──────── WORKING DATA
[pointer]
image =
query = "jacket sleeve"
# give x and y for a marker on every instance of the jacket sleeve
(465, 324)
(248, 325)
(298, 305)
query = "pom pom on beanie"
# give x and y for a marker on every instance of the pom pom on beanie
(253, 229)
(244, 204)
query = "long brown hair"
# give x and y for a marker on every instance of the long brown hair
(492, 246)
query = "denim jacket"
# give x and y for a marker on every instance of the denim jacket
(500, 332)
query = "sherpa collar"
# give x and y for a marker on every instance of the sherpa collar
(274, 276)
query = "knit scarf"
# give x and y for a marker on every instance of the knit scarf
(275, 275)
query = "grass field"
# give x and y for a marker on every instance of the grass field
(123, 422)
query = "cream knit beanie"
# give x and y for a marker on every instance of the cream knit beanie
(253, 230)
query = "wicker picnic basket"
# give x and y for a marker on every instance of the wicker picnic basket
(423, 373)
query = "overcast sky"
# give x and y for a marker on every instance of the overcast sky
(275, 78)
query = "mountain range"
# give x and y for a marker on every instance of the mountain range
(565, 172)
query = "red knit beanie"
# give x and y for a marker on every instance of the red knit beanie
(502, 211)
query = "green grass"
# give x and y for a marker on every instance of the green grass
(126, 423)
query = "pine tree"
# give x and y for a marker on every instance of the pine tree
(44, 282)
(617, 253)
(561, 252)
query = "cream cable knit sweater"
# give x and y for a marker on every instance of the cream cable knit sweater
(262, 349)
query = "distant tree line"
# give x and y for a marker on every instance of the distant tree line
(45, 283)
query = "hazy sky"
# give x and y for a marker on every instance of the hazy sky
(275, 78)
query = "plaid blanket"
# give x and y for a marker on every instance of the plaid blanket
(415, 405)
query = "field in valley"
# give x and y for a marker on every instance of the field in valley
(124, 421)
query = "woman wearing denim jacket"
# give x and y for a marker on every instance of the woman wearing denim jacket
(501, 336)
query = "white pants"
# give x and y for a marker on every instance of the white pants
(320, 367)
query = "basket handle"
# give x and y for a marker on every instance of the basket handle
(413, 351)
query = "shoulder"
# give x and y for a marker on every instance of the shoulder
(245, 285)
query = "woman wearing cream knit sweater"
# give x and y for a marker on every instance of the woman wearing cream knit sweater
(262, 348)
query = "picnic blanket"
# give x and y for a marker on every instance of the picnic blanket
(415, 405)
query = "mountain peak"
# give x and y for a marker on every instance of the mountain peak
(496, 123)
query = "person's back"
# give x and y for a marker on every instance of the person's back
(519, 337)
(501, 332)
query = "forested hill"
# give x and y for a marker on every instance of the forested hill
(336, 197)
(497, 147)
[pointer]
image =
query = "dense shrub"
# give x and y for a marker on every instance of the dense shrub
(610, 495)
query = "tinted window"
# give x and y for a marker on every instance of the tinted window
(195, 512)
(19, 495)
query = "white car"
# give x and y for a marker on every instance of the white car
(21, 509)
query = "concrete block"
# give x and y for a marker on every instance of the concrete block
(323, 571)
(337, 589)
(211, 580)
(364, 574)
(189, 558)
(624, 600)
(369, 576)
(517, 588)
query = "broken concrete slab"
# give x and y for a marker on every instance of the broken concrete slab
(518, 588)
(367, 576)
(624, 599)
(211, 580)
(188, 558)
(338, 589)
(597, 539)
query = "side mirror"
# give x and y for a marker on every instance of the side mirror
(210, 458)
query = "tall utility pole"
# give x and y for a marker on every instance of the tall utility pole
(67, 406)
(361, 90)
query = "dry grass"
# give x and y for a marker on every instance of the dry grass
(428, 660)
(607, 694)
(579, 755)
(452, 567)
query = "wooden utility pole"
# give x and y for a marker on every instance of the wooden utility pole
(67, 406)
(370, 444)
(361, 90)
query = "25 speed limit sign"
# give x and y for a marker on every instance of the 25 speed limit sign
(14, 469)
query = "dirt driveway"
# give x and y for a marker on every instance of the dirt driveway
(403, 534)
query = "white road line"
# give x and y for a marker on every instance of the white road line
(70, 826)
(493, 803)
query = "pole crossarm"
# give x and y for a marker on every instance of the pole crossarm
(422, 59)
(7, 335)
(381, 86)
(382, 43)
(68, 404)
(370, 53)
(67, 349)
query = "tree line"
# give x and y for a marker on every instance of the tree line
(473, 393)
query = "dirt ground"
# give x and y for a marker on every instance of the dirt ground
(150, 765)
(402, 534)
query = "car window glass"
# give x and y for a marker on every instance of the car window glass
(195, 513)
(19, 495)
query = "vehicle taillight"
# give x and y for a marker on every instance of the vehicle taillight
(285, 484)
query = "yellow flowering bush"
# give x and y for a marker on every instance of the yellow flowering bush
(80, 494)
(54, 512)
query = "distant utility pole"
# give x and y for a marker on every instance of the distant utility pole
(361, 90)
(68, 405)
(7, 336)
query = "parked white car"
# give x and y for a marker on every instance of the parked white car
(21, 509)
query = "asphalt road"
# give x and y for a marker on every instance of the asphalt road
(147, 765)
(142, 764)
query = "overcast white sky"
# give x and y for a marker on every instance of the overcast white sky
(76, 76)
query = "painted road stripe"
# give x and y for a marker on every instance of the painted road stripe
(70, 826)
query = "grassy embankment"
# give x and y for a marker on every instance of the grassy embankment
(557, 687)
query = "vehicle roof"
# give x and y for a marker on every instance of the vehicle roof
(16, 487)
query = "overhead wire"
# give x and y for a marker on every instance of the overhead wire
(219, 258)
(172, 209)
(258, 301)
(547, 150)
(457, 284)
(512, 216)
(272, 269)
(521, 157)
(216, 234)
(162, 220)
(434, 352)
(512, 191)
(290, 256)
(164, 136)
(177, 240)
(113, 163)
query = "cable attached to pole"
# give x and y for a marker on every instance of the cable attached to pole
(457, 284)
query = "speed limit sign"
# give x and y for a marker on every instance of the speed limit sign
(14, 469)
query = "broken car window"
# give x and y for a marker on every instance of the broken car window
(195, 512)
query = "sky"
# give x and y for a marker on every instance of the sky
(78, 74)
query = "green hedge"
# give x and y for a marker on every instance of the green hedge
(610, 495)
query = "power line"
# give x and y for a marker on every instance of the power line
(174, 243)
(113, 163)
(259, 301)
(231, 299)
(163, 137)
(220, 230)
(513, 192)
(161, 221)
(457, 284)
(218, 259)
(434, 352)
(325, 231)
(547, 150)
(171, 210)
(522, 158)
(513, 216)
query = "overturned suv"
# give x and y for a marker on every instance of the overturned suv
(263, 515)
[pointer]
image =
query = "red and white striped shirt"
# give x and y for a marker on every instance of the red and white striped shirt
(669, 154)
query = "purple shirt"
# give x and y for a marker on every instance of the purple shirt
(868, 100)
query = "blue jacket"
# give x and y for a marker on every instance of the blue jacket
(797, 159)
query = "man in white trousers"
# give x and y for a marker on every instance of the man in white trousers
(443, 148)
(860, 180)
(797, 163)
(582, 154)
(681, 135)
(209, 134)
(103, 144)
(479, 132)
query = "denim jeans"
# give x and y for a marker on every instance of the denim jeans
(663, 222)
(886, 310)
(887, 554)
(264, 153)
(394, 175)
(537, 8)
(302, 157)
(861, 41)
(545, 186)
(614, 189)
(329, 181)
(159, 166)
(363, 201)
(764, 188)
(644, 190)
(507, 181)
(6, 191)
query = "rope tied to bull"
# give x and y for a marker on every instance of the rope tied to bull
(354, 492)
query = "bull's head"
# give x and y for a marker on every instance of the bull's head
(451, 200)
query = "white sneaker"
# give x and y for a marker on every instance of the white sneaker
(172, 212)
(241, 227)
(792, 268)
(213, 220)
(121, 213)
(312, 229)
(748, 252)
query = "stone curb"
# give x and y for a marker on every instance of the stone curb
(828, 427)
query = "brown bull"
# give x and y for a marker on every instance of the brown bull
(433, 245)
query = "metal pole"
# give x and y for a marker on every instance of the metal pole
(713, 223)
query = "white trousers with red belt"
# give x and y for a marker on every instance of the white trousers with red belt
────────────────
[AIM OF THE EXERCISE]
A line belongs in the answer if it contains the word "belt"; copy every such line from the data above.

[REPLY]
query = "white trousers with red belt"
# give x and y for a marker on every instance of the white trousers with red belt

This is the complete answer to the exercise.